___ TASK DATA ___

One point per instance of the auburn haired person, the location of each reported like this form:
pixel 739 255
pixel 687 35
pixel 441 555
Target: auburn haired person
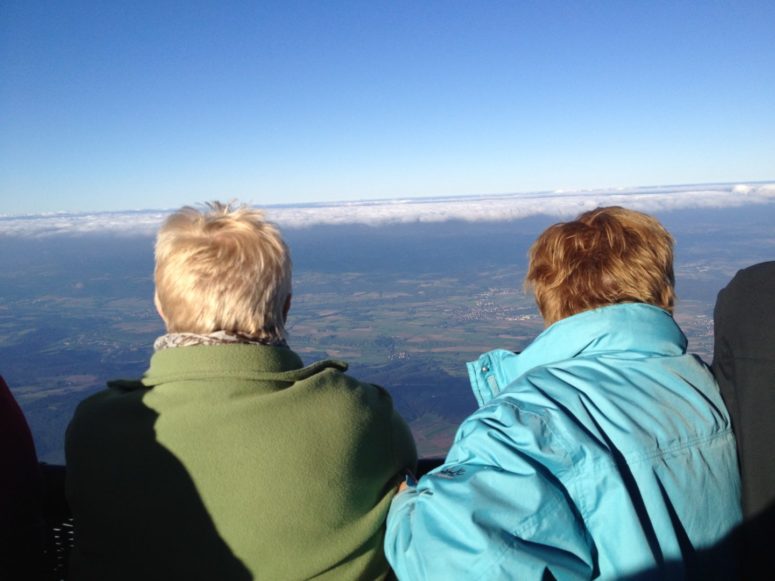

___

Write out the items above again, changing every "auburn haired person" to "red-haired person" and leaving everything else as it is. Omit the pictures from your answer.

= RESPONSE TO THE TASK =
One point per instance of the red-haired person, the location of each reported like this form:
pixel 739 255
pixel 687 35
pixel 441 555
Target: red-haired person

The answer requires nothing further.